Extrait du document:
▼▼▼
Il mentionne notamment :

1o La qualification du salarié ;

2o Les éléments de la rémunération ;

3o La durée annuelle minimale de travail du salarié ;

4o Les périodes de travail ;

5o La répartition des heures de travail à l'intérieur de ces périodes.'

L'activité du conducteur en période scolaire ( CPS) est régie du fait des fluctuations inhérentes au calendrier imposé chaque année aux entreprises de transport de voyageurs, par des dispositions conventionnelles spécifiques issues de l'accord du 24 septembre 2004, étendu par arrêté du 30 juin 2005 et annexé à la convention collective nationale des transports routiers et activités auxiliaires du transport.

Il est ainsi prévu que les conducteurs CPS bénéficient d'un contrat de travail mentionnant notamment en son article 25 :

- La qualification du salarié ;

- Les éléments de la rémunération ;

- La durée annuelle minimale contractuelle de travail en période scolaire qui ne peut être inférieure à 550 heures pour une année pleine comptant au moins 180 jours de travail;

- le volume d'heures complémentaires dans la limite du quart de la durée annuelle minimale de travail fixée au contrat de travail,

- la répartition des heures de travail dans les périodes travaillées.

Toute modification des jours scolaires ou de l'horaire type des services effectués est communiquée au conducteur concerné avec un délai de prévenance de 3 jours ouvrables sous réserve que l'entreprise en ait eu elle-même connaissance dans ce délai.

Par ailleurs, les CPS bénéficient de la garantie de travail journalière liée au nombre de vacations prévues à l'article XX ci-dessus ainsi que des dispositions de l'article 7 3 relatives à l'indemnisation des coupures et de l'amplitude.

(..) En dehors des périodes d'activités scolaires, les fonctions de conducteurs scolaires sont par nature suspendues. Ces conducteurs sont , s'ils le désirent prioritaires pour occuper pendant ces périodes des emplois distincts de leur activité principale.(..) En tout état de cause, le cumul de ces différentes activités doit leur garantir 5 semaines de congés payés annuels non travaillées.'

En cas de défaut de respect des règles de forme présidant à la conclusion du contrat de travail intermittent, le contrat de travail est présumé à temps plein, mais l'employeur est recevable à rapporter la preuve contraire (Soc., 18 juin 2008, pourvoi no 07-40.123).

L'article L. 3123-35 du code du travail dispose que :'Les heures dépassant la durée annuelle minimale fixée au contrat de travail intermittent ne peuvent excéder le tiers de cette durée sauf accord du salarié. (La CCN dit le quart. Du coup, est-il nécessaire de reproduire cet article')
▲▲▲
Listing fourni:
▼▼▼
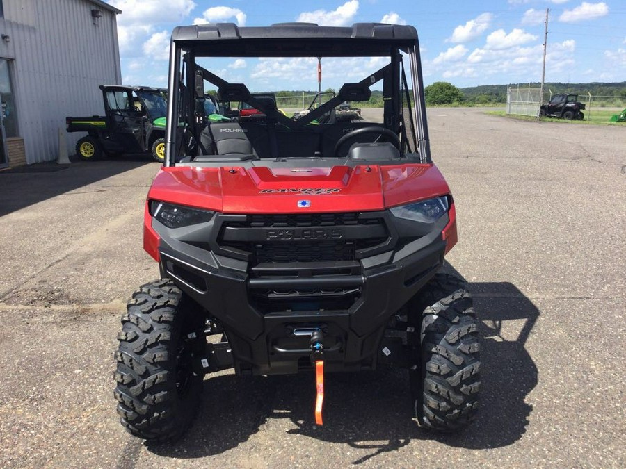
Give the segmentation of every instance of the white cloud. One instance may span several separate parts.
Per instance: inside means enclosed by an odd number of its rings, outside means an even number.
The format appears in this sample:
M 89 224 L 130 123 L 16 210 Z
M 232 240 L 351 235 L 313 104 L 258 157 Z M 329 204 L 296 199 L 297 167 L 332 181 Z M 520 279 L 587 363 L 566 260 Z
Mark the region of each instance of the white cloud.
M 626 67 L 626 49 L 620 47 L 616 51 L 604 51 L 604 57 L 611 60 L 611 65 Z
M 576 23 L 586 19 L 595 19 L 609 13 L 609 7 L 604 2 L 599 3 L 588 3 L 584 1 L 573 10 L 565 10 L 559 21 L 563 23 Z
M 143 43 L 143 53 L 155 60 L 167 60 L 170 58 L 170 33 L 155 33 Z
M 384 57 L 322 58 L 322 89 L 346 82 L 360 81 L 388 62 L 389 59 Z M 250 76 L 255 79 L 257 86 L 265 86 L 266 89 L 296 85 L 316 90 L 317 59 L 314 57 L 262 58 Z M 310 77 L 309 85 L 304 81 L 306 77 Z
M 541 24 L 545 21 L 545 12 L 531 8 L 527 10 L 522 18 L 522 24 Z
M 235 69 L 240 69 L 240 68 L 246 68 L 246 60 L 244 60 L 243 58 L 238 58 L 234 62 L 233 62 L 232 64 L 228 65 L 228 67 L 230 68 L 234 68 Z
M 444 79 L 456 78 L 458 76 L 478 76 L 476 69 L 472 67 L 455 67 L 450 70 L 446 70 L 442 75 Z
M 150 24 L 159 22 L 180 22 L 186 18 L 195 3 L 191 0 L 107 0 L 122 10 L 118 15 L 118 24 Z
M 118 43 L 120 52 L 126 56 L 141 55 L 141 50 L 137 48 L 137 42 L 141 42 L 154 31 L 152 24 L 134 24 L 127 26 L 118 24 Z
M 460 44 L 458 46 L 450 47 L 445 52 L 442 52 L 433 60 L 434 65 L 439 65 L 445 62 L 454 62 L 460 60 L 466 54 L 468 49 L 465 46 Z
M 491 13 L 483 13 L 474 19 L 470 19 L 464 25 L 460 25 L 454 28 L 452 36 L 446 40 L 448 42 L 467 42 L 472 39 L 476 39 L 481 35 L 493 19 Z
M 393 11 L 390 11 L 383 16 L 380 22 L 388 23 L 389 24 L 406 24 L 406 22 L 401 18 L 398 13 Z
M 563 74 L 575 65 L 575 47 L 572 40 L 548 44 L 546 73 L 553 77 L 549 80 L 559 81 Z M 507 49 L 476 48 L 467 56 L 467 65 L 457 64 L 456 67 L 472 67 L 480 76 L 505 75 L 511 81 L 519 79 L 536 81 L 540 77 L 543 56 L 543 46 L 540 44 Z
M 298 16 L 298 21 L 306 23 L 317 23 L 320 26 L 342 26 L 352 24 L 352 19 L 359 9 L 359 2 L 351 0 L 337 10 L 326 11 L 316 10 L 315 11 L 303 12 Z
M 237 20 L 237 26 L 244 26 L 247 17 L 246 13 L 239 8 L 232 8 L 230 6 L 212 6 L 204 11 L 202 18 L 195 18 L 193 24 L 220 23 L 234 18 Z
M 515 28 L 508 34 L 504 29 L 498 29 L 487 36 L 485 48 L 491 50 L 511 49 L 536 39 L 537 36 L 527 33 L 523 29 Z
▲▲▲
▼▼▼
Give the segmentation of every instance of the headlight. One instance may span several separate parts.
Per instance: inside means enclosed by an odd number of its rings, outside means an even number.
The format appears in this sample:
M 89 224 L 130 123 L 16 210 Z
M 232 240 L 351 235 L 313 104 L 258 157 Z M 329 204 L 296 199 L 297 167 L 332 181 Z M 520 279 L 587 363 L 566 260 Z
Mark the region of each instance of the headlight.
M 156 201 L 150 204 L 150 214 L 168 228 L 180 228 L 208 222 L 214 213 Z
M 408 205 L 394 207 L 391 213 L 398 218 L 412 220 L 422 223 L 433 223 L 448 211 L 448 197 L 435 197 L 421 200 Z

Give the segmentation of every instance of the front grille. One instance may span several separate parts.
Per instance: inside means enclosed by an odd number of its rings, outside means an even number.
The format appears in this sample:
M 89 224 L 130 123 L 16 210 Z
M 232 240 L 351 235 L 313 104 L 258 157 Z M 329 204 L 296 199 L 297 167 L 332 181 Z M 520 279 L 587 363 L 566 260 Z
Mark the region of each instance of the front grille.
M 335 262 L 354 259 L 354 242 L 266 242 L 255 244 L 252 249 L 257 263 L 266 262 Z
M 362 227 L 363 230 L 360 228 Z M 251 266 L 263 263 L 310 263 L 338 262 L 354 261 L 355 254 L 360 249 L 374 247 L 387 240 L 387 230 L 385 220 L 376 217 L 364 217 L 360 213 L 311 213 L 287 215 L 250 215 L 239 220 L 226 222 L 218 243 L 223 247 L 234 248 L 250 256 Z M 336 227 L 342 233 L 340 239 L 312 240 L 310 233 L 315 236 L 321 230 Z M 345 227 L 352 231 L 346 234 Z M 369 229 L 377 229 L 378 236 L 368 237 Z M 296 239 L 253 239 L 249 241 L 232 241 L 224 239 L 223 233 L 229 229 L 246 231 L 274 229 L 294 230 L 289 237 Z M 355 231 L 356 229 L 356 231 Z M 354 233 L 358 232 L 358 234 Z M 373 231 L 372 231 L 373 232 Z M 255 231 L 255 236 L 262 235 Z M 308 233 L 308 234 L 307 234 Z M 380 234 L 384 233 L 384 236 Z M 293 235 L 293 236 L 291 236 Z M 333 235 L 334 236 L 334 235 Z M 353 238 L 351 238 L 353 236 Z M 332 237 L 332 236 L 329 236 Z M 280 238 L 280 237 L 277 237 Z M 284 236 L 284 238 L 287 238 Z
▲▲▲
▼▼▼
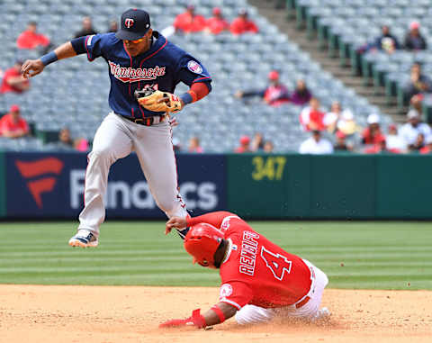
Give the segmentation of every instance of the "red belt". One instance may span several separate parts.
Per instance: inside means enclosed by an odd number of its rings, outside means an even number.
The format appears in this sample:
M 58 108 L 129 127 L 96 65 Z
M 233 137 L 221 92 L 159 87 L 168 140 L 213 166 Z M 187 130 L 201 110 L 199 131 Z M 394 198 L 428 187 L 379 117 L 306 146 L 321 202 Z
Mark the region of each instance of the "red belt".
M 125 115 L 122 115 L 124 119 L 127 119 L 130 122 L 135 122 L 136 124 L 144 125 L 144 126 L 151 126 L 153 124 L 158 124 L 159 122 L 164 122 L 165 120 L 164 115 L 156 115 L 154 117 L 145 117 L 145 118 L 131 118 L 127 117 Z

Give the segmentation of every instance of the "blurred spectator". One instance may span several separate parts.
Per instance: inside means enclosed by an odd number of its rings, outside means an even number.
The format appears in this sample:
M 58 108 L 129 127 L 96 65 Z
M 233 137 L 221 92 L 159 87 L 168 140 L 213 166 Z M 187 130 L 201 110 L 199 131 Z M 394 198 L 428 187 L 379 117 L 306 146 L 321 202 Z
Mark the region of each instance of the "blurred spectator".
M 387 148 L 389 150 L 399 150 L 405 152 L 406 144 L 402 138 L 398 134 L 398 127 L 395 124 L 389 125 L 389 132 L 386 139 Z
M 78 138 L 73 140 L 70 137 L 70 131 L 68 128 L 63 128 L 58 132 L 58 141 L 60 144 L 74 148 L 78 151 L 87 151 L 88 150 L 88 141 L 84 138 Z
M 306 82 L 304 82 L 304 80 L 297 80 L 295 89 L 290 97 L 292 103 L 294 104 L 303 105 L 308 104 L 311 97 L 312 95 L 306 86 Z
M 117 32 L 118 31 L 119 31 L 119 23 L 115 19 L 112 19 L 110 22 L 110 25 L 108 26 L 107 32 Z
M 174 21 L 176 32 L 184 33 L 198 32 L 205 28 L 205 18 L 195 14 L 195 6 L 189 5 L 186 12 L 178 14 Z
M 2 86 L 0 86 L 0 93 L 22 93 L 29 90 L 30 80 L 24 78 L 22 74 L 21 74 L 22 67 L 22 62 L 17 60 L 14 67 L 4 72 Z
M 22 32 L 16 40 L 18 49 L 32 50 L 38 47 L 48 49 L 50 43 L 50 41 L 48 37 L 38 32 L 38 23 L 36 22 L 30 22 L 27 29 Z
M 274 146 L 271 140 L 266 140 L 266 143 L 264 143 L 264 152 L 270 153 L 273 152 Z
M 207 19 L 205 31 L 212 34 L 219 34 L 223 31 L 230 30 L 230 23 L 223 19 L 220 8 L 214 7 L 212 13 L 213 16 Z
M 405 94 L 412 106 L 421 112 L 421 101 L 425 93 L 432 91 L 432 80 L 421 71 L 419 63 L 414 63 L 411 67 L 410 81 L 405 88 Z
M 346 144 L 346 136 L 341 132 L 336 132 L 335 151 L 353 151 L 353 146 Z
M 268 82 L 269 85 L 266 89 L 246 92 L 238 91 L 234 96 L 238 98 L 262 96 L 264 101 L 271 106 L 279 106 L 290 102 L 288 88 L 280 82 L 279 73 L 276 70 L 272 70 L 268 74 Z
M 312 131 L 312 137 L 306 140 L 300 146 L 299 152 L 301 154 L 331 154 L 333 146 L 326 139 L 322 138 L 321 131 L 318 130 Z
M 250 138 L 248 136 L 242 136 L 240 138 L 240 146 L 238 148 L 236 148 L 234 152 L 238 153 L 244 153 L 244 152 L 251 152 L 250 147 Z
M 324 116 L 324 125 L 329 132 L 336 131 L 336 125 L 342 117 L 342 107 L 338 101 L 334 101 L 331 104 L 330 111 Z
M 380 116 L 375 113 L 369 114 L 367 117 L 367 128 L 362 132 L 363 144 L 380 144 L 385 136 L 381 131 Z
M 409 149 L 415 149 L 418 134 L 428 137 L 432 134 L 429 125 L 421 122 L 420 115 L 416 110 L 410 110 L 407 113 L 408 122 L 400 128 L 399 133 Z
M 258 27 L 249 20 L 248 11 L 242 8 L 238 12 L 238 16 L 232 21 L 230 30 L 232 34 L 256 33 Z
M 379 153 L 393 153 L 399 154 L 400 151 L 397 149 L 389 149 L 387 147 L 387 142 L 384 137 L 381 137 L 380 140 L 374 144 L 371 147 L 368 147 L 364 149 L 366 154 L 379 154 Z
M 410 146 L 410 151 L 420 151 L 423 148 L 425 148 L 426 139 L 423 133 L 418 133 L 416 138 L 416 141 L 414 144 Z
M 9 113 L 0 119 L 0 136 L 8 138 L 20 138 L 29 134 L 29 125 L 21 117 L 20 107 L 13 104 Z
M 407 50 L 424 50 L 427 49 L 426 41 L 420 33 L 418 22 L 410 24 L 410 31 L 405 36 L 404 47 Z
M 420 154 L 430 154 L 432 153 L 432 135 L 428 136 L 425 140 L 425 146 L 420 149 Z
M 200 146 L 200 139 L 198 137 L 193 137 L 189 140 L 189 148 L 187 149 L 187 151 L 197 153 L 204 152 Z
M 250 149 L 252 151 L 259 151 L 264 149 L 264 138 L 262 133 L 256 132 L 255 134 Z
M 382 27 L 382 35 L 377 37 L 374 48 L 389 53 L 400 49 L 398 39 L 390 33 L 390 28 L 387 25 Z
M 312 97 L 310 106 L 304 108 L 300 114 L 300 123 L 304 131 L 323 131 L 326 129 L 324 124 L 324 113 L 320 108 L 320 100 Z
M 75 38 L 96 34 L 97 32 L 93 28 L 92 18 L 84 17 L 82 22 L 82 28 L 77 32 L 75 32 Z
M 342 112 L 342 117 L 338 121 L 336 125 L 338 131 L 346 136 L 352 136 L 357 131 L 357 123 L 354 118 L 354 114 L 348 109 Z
▲▲▲
Consigne A: Recopiez le passage de l'extrait du document commençant à « Il est ainsi » et se terminant à « les périodes travaillées. », en remplaçant « 550 heures » par « 600 heures ».
Consigne B: Relevez toutes les dates complètes (jour, mois et année) citées dans l'extrait du document.
Consigne C:
Répondez à ces questions d'après l'extrait du document.
(i) Quel délai de prévenance s'applique à une modification des jours scolaires ?
(ii) Combien de semaines de congés payés annuels non travaillées le cumul des activités doit-il garantir aux conducteurs scolaires ?
(iii) Selon l'article L. 3123-35 du code du travail, quelle limite les heures dépassant la durée annuelle minimale ne peuvent-elles excéder sans accord du salarié ?

Résultat A:
Il est ainsi prévu que les conducteurs CPS bénéficient d'un contrat de travail mentionnant notamment en son article 25 :

- La qualification du salarié ;

- Les éléments de la rémunération ;

- La durée annuelle minimale contractuelle de travail en période scolaire qui ne peut être inférieure à 600 heures pour une année pleine comptant au moins 180 jours de travail;

- le volume d'heures complémentaires dans la limite du quart de la durée annuelle minimale de travail fixée au contrat de travail,

- la répartition des heures de travail dans les périodes travaillées.

Résultat B:
24 septembre 2004
30 juin 2005
18 juin 2008

Résultat C:
(i) 3 jours ouvrables.
(ii) 5 semaines.
(iii) Le tiers de cette durée.